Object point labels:
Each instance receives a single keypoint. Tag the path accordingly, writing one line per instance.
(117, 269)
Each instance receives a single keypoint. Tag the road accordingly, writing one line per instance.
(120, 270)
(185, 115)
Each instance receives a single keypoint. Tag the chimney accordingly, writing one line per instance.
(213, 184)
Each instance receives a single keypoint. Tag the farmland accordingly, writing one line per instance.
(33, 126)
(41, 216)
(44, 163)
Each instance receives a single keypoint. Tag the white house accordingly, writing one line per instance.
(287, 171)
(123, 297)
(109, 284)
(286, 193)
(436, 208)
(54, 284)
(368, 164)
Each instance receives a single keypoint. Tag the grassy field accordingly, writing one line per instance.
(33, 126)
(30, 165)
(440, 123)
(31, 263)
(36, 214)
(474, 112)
--
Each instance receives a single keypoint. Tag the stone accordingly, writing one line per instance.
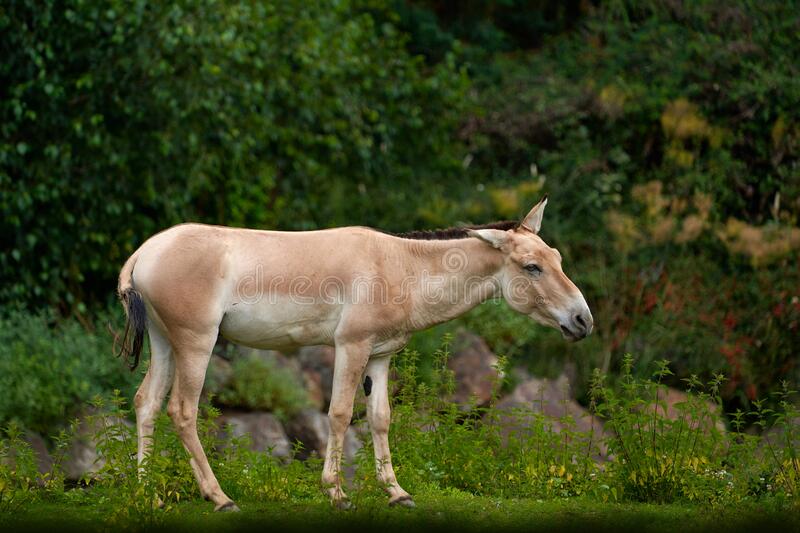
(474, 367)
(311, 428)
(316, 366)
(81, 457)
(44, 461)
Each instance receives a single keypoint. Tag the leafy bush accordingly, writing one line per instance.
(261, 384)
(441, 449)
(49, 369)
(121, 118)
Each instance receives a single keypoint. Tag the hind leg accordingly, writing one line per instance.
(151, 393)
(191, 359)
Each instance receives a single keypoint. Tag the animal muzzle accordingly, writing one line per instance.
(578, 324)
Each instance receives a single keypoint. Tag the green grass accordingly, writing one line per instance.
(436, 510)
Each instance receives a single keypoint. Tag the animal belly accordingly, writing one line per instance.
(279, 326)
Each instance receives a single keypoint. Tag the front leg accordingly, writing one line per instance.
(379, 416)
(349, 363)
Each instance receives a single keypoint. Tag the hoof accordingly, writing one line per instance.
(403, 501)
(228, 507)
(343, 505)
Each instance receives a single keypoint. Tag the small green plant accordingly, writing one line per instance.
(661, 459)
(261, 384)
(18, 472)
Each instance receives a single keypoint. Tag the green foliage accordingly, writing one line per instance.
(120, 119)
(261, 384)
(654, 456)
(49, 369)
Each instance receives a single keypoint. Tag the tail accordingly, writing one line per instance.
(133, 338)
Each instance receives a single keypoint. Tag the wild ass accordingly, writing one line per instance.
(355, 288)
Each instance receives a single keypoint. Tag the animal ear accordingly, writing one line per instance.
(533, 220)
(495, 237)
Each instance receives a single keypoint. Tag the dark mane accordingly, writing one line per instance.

-- Work instructions --
Which rows above contain the word "green"? Locate each one and copy it out in full.

-- Output for this task --
Each instance receives a single keypoint. Tag the green grass accordingly, writing one line per instance.
Each instance receives a single keypoint. Tag the small green plant accordingly, writing one line per instance.
Each instance receives a single keypoint. Tag the green foliage accordingly, writing one line per instance.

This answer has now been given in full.